**Source**
====================
|Publication number||US6123122 A|
|Application number||US 09/267,103|
|Publication date||Sep 26, 2000|
|Filing date||Mar 12, 1999|
|Priority date||Oct 20, 1998|
|Also published as||CA2347297A1, EP1165394A1, WO2000023345A1|
|Publication number||09267103, 267103, US 6123122 A, US 6123122A, US-A-6123122, US6123122 A, US6123122A|
|Inventors||Lawrence M. Dushman|
|Original Assignee||Abel Unlimited, Inc.|
|Export Citation||BiBTeX, EndNote, RefMan|
|Patent Citations (52), Referenced by (32), Classifications (6), Legal Events (6)|
|External Links: USPTO, USPTO Assignment, Espacenet|
This application claims priority from a U.S. Provisional patent application entitled "Hygienic Bottle Cap and Liquid Dispensing System," Ser. No. 60/104,893, filed on Oct. 20, 1998, which is hereby incorporated by reference.
The present invention is directed to a system for dispensing water and, more particularly, to a bottle cap for providing selective access to contained water upon loading of a bottle onto a dispensing system. Specifically, the present invention enables a water bottle to be mated to a water cooler without allowing dust or debris that has collected on the bottle to enter the water supply.
A hygienic liquid dispensing system includes a container for the liquid (e.g., water) to be dispensed, wherein the container is generally a bottle having a neck surrounding an aperture. The bottle may be loaded into a dispenser by lifting and inverting the bottle and placing the neck into a receptacle in the dispenser, which is adapted to hold the bottle in the inverted position. The water can then be discharged through an aperture through a tube or other passageway formed in the receptacle and into a chamber in the dispenser. A user may then draw water from the chamber through a stop valve.
Dispensers for water often include a sharp probe which is used to puncture a cap on the water container when the container is placed in the dispenser. However, the sharpness of the probe can result in injuries when a hand or fingers of a person contact the sharp probe area during cleaning or positioning the water container. Other conventional bottle caps are removed when the dispenser does not include a probe and the bottle top is exposed when inverted, so that water tends to spill out of the bottle. Thus, there is a need for a hygienic bottle cap which reduces the amount of spillage that occurs and which does not require a large amount of force to pierce the cap so that a safer probe in the dispenser may be used.
In one embodiment, a hygienic bottle cap for connection to a fluid container has a skirt and a crown portion and includes a cylindrical wall having an upper portion and a lower portion and forming a central well in the crown portion of the cap. A flapper forming a portion of the bottom surface of the central well is attached to the cylindrical wall and a score line is formed partially around the perimeter of the flapper such that a probe may enter the central well and enter the container by pushing a portion of the flapper and separating a portion of the flapper from the cylindrical wall. The flapper may be connected to the cylindrical wall with two separate tab portions.
====================
**Raw data**

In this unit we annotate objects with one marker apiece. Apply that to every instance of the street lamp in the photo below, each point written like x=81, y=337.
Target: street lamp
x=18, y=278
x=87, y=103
====================
**Description of the task**
In the bottle cap patent text, rewrite the passage starting at "A hygienic liquid" and ending at "a stop valve.", substituting "socket" for "receptacle".

**Result**
A hygienic liquid dispensing system includes a container for the liquid (e.g., water) to be dispensed, wherein the container is generally a bottle having a neck surrounding an aperture. The bottle may be loaded into a dispenser by lifting and inverting the bottle and placing the neck into a socket in the dispenser, which is adapted to hold the bottle in the inverted position. The water can then be discharged through an aperture through a tube or other passageway formed in the socket and into a chamber in the dispenser. A user may then draw water from the chamber through a stop valve.